WORK INSTRUCTION = The lines from the one containing "of the curved" through the last one in the data: please copy those exactly, and only those, without the pictures.

(Dataset entries)
╭──
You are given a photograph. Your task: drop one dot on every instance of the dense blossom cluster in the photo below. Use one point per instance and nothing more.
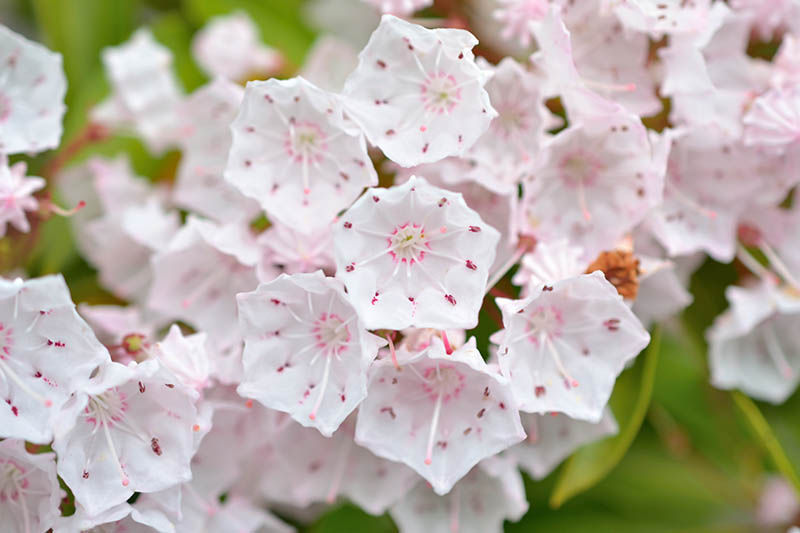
(328, 356)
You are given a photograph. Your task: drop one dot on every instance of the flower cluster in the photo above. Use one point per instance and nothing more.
(333, 355)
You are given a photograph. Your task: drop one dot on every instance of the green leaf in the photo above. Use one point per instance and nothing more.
(629, 402)
(767, 437)
(281, 22)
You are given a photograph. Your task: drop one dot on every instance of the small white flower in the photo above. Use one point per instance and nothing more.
(32, 89)
(414, 255)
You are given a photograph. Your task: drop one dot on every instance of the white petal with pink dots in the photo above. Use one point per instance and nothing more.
(294, 152)
(134, 432)
(46, 352)
(29, 490)
(438, 412)
(32, 89)
(306, 351)
(564, 346)
(417, 93)
(414, 255)
(16, 195)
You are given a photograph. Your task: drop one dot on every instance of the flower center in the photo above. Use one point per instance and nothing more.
(408, 243)
(440, 93)
(107, 408)
(12, 480)
(331, 332)
(580, 168)
(5, 107)
(305, 142)
(443, 381)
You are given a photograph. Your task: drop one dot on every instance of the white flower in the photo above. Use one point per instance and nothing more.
(414, 255)
(306, 352)
(551, 439)
(440, 413)
(16, 196)
(754, 345)
(133, 433)
(46, 353)
(29, 491)
(32, 89)
(230, 46)
(417, 93)
(295, 153)
(491, 493)
(145, 90)
(564, 345)
(205, 139)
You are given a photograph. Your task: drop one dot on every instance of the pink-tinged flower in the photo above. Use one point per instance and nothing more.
(306, 351)
(414, 255)
(329, 62)
(46, 353)
(663, 17)
(120, 245)
(786, 64)
(313, 469)
(754, 346)
(32, 91)
(661, 292)
(612, 61)
(440, 413)
(294, 252)
(399, 7)
(548, 263)
(230, 47)
(773, 120)
(295, 153)
(29, 490)
(16, 195)
(516, 17)
(711, 180)
(185, 356)
(145, 93)
(551, 439)
(417, 93)
(504, 155)
(196, 278)
(596, 179)
(564, 346)
(479, 503)
(204, 120)
(769, 16)
(130, 429)
(121, 518)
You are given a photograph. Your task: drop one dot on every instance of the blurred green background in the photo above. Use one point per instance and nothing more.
(688, 458)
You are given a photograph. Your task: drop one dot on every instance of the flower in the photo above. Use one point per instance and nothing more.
(229, 47)
(564, 345)
(32, 92)
(295, 153)
(29, 490)
(417, 93)
(130, 429)
(491, 493)
(47, 352)
(439, 413)
(16, 195)
(551, 439)
(754, 345)
(414, 255)
(306, 352)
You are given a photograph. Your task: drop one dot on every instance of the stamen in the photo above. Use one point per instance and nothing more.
(323, 386)
(434, 426)
(10, 374)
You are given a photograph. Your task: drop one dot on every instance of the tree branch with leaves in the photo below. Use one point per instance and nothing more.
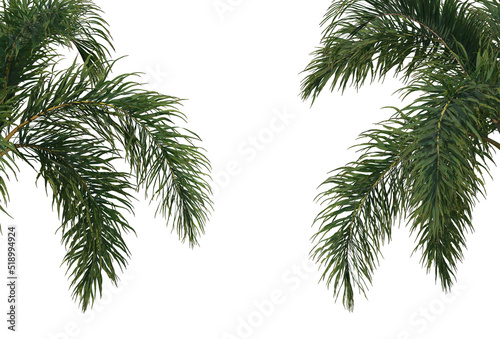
(72, 125)
(426, 163)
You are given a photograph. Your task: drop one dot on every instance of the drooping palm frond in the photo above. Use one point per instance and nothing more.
(368, 39)
(71, 125)
(426, 164)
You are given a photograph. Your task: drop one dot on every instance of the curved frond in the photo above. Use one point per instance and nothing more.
(366, 198)
(367, 39)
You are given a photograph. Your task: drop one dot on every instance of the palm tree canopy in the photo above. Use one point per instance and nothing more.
(426, 162)
(70, 125)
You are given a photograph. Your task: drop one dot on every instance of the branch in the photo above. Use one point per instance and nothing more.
(430, 30)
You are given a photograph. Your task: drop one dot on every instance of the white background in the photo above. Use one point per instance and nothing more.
(239, 68)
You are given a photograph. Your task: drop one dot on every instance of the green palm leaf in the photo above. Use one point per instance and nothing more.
(72, 125)
(426, 165)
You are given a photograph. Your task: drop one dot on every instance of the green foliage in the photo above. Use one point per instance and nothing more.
(426, 163)
(71, 126)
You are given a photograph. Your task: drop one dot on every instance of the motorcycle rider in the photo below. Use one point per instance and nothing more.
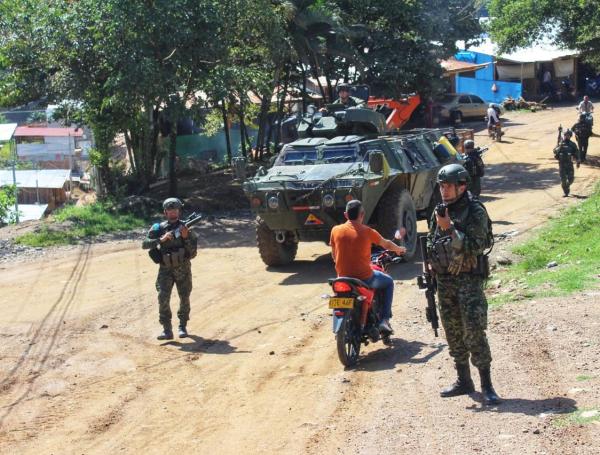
╰──
EXERCISE RESPONSE =
You are given a photograph. Your task: drop one dot on every instance of the curved frond in the photo above. Use one point per instance and nothing more.
(366, 198)
(367, 39)
You are given a photograph. Your task: drop one dot on every instance of the palm tree canopy in the photo above. Use one point per instance and nothing more.
(426, 162)
(70, 125)
You are given a photograph. Your task: drop one dot on every instance of the branch in the photo above. Use one point per instance and nothing more.
(430, 30)
You are given a photograph. Your task: drop one dot on every instance of the white background in the photo above. Use one point per instance and nothing more.
(239, 68)
You are given a photograph. Your task: drop one dot on every instance of the green palm leaf in the photo above. Use one point per instance and nothing more.
(72, 125)
(426, 165)
You are given a photograph. Your task: drop one dot on every instance of the green foliage in the photo above. Use one point per instance and nothing more.
(426, 163)
(71, 126)
You are given a photograph. Your task: drop one dot on every instance of the motorcycle rider in the photo below. Use one point per instance and nothing more.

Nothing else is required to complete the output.